* **What the task requires**: Would you please copy exactly the line with "# locate wooden" and all lines that follow it in the data below, through the last one?

[Point localization data]
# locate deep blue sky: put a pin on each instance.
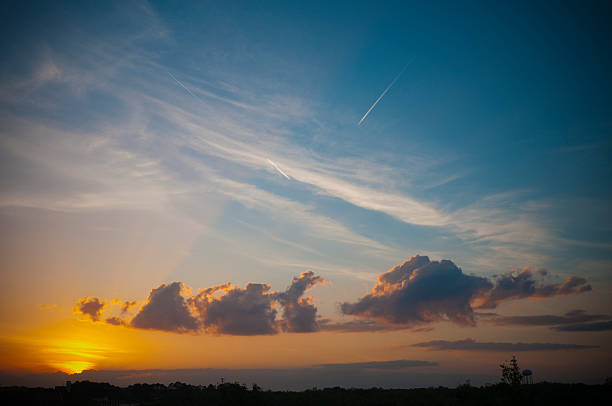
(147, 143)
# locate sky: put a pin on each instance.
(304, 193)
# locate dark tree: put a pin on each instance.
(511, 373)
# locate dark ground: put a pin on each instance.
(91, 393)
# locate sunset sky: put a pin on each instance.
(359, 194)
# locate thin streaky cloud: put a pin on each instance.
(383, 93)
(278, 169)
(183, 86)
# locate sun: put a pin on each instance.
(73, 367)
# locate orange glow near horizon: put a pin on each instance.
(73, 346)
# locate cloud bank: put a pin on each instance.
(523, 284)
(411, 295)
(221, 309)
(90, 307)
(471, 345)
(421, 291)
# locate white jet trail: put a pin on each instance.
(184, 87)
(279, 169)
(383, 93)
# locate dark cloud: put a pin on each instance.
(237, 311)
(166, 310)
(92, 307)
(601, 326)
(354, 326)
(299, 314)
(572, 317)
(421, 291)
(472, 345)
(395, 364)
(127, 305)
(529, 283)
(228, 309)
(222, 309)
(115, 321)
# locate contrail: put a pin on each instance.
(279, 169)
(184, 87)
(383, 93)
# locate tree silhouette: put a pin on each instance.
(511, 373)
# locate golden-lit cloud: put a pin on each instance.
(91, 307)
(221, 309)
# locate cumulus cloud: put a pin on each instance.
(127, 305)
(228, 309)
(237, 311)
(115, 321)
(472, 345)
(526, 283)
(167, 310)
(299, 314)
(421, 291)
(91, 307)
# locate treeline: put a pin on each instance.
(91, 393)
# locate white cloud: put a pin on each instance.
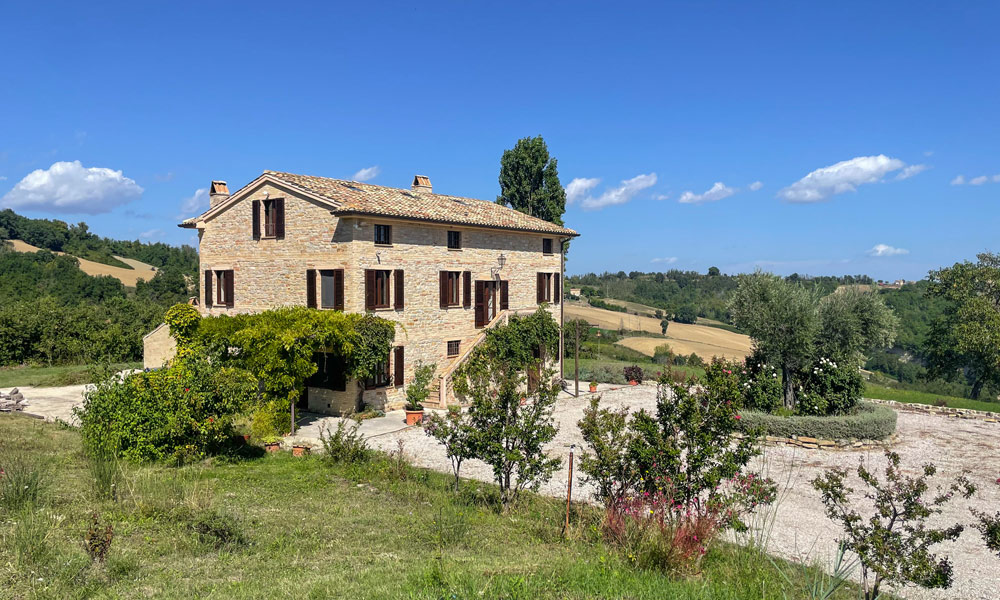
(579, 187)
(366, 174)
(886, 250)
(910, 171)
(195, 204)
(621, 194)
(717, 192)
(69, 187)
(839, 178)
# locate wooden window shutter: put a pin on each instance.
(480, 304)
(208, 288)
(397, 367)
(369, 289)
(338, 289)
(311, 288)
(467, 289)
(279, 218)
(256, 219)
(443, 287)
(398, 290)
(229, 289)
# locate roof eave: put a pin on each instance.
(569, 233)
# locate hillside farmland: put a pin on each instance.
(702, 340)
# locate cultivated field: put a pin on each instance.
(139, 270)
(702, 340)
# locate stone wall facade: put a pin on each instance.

* **Reply**:
# locate wooden window shutter: put a pin on each instance.
(480, 304)
(208, 288)
(397, 367)
(369, 289)
(338, 289)
(311, 288)
(467, 289)
(279, 218)
(256, 219)
(443, 287)
(398, 290)
(229, 289)
# locate roof eave: put a pin on each instance.
(569, 233)
# locate hillside farmland: put a pin on each instance.
(702, 340)
# locate cultivated field: put a pin on each instance.
(139, 270)
(702, 340)
# locate stone wall facade: put a pin on each instance.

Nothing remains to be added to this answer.